Prompt: With the pictures set aside, write out all of the data exactly as it stands.

====== Input data

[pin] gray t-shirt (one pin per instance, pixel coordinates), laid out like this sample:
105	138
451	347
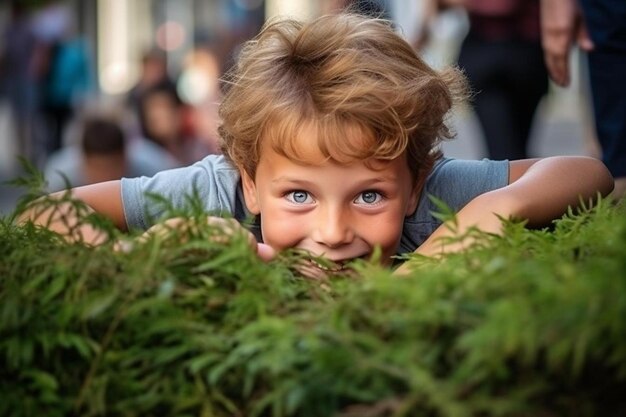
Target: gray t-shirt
217	183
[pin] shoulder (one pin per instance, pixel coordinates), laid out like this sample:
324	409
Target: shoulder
213	180
455	182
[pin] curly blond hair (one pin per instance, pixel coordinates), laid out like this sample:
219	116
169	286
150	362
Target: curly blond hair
336	74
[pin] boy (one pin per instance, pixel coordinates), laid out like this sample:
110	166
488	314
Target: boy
329	132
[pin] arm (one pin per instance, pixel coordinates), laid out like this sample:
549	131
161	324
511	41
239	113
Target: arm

============

Answer space:
[pin] gray t-shirt (one pin per instance, pixel coordinates), laid out like this sample:
105	138
451	347
Target: gray t-shirt
217	183
[pin] shoulder (one pin per instance, pixel coordinates), laid out like this sample:
324	409
Target: shoulder
213	180
455	182
[pin] curly blond hair (one pin per instance, pixel coordinates), laid out like this sample:
219	116
169	286
150	362
Target: curly blond hair
336	74
[pin] boy (one pin per instance, pixel coordinates), laid out like this sample:
110	166
488	314
Target: boy
329	132
[pin] arm (one pin per instance, pixel coordinates), laid out like this sample:
549	131
161	324
511	41
239	113
Target: arm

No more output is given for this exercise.